Task directions: Please filter the data below down to the lines holding the string "front".

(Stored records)
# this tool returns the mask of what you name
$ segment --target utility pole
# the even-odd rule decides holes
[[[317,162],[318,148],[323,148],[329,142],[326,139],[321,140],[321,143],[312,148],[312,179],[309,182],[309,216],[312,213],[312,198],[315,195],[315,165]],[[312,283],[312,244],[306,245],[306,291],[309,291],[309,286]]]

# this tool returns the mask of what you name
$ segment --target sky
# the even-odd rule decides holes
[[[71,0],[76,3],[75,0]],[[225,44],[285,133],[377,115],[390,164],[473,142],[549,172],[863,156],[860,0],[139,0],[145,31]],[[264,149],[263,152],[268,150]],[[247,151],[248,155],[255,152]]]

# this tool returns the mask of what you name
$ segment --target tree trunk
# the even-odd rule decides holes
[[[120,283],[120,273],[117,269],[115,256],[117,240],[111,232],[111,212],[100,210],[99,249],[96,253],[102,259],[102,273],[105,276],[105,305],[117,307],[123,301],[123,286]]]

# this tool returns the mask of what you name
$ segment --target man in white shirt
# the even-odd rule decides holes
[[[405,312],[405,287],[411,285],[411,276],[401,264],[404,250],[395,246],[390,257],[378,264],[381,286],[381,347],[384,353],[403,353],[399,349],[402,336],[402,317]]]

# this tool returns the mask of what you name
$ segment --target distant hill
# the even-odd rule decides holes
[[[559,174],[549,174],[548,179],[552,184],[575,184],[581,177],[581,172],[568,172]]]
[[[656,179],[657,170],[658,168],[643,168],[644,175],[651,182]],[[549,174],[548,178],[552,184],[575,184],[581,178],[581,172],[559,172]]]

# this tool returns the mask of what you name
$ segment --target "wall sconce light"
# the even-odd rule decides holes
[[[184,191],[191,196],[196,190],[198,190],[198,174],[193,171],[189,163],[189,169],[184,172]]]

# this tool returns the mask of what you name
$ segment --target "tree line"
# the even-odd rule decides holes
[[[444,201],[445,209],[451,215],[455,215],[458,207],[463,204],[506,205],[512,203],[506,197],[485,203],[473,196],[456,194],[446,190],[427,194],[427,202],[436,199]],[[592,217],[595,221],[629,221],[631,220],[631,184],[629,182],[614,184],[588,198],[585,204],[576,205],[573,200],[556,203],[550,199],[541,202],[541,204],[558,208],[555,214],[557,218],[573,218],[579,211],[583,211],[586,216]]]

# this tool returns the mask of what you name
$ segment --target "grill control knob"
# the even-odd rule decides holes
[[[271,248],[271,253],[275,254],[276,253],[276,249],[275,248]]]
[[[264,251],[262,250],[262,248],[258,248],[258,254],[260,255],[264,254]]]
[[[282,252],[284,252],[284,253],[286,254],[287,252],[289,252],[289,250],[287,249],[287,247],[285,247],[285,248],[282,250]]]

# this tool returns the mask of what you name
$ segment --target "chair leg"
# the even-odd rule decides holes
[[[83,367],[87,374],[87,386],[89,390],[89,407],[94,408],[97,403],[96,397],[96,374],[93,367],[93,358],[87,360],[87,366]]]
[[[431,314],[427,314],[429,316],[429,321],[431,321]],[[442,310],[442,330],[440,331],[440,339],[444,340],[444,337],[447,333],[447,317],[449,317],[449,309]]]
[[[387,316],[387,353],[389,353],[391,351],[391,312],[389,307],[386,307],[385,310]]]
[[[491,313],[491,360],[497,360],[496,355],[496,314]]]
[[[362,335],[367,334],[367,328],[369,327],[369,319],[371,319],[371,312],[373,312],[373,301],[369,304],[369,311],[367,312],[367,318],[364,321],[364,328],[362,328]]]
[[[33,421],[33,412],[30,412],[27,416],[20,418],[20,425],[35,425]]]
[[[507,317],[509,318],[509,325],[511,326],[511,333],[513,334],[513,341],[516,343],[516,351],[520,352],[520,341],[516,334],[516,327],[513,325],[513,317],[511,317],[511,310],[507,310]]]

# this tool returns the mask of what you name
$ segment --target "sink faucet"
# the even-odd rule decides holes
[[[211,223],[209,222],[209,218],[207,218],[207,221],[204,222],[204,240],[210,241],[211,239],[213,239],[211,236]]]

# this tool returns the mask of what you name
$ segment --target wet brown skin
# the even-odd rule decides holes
==
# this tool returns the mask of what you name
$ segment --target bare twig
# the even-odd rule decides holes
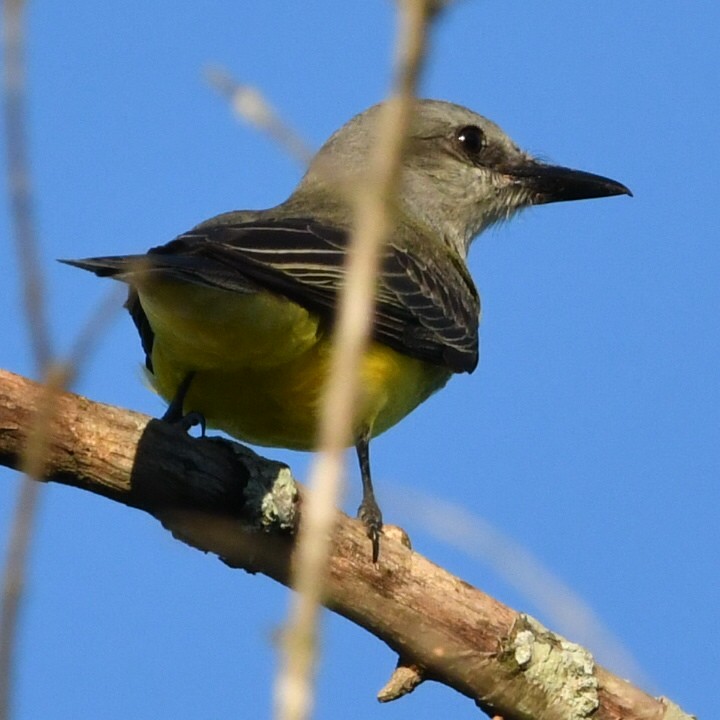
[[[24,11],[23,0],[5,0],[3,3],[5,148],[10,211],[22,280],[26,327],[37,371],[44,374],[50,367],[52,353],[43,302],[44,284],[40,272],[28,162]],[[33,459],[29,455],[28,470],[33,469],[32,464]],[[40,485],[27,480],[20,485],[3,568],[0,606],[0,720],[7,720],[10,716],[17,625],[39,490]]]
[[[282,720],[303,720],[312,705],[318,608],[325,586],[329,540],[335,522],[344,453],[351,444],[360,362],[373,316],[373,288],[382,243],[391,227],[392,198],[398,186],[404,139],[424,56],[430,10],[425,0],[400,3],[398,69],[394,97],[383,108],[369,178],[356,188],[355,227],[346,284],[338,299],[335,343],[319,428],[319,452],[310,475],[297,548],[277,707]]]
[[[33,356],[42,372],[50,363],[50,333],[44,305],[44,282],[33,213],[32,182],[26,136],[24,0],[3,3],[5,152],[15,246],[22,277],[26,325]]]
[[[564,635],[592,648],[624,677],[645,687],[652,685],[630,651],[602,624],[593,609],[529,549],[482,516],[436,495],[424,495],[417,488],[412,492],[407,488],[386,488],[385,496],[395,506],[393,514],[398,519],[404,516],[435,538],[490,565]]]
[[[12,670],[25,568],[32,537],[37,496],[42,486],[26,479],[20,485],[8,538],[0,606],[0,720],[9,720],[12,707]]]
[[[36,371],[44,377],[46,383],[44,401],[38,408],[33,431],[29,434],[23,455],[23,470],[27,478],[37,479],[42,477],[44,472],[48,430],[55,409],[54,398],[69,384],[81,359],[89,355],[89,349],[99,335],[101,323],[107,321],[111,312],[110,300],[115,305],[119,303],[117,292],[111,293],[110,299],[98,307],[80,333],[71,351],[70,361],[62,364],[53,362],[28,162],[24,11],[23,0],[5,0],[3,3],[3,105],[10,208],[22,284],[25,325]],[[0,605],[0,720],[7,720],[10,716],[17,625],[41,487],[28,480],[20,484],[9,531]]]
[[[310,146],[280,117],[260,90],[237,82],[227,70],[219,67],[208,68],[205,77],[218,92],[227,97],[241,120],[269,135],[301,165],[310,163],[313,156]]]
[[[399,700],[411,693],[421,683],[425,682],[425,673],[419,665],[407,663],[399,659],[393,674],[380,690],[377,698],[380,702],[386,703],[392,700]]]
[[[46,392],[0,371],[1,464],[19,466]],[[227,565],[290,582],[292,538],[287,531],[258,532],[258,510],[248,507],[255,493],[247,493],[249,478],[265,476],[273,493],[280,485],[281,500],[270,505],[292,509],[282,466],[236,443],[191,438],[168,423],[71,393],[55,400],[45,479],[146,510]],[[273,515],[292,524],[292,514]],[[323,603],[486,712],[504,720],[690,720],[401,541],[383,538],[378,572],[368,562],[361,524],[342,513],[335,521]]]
==
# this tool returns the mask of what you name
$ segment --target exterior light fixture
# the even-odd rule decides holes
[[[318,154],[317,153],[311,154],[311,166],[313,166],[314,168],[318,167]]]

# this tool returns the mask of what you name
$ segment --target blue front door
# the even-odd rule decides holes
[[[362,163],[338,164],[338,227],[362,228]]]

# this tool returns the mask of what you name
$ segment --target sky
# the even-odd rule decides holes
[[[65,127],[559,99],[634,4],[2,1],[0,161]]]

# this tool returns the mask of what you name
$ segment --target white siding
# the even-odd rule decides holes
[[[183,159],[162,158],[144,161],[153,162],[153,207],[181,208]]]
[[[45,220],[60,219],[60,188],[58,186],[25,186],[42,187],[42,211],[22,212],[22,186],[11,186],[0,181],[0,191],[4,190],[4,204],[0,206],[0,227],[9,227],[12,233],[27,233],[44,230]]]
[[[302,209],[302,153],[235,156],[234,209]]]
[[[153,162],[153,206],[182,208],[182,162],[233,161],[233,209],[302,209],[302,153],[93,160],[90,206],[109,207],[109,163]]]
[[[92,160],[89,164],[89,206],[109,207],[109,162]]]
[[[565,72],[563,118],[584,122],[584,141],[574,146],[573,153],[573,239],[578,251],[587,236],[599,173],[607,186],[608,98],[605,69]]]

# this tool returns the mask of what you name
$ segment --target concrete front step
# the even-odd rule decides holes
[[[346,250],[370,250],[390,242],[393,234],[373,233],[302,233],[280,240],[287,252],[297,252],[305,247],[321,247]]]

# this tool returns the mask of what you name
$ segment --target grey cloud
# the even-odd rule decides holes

Reply:
$ segment --target blue front door
$ segment --target concrete front step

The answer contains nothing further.